▶ **Texte fourni**
Les moteurs de recherche et les modèles d'IA générative ont exacerbé le problème de la propriété intellectuelle au point de forcer une refonte des pratiques et peut-être même des lois. La phase actuelle est celle d'une négociation tendue pour définir les nouvelles règles du jeu.

L'esprit de corps et son milieu

La pensée occidentale n'explique plus le cours des choses et son implication est de plus en plus critique. Son expérience du monde, son plan pour le monde, ne convainquent plus. Voulant dérouler devant elle le monde, elle a fini par se méprendre. Dominée par une pensée mécanique, elle échoue à reconstruire le tout à partir de ses parties ; c'est que de ces parties elle a une mauvaise prise et du tout une mauvaise appréciation. Pour la pensée chinoise, il ne s'agit pas d'expliquer le monde en se tenant hors de lui, mais de s'y impliquer convenablement. Elle ne croit pas pouvoir tenir le tout à partir de ses parties ni ses parties à partir du tout. Elle recherche dans ces parties les dispositions du tout, les propensions du tout à partir des configurations des parties, propensions à partir desquelles elle s'efforce de faire.

A la base de cette différence se trouve la conception dichotomique et non dichotomique, de la nature et de la société, de l'esprit et du corps. Dans la conception non dichotomique, l'esprit a un corps, le corps a un esprit, mais qui ne leur appartient pas en propre. L'esprit de corps est celui que le corps se fait dans un milieu, il lui appartient comme il appartient au milieu. Le corps d'un esprit est celui que se fait un esprit, mais dans un milieu. Milieu, corps et esprit se différencient, mais restent l'un dans l'autre dans une certaine mesure. L'esprit de corps tribal est celui d'un milieu tribal et d'une tribu particulière. Lorsque l'esprit de corps tribal est confronté à un milieu non tribal, il subit l'influence de son milieu, réussit à faire corps ou échoue. Le corps se transforme avec son milieu.

▶ **Données présentées**
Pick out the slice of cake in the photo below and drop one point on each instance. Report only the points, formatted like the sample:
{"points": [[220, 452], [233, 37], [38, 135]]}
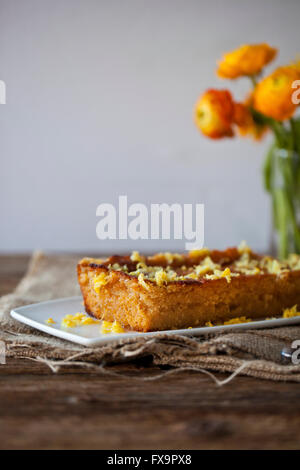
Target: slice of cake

▶ **Consigne**
Recopiez sans rien modifier le passage du texte fourni qui va de « L'esprit de corps et » jusqu'à « s'efforce de faire. » inclus.

▶ **Corrigé**
L'esprit de corps et son milieu

La pensée occidentale n'explique plus le cours des choses et son implication est de plus en plus critique. Son expérience du monde, son plan pour le monde, ne convainquent plus. Voulant dérouler devant elle le monde, elle a fini par se méprendre. Dominée par une pensée mécanique, elle échoue à reconstruire le tout à partir de ses parties ; c'est que de ces parties elle a une mauvaise prise et du tout une mauvaise appréciation. Pour la pensée chinoise, il ne s'agit pas d'expliquer le monde en se tenant hors de lui, mais de s'y impliquer convenablement. Elle ne croit pas pouvoir tenir le tout à partir de ses parties ni ses parties à partir du tout. Elle recherche dans ces parties les dispositions du tout, les propensions du tout à partir des configurations des parties, propensions à partir desquelles elle s'efforce de faire.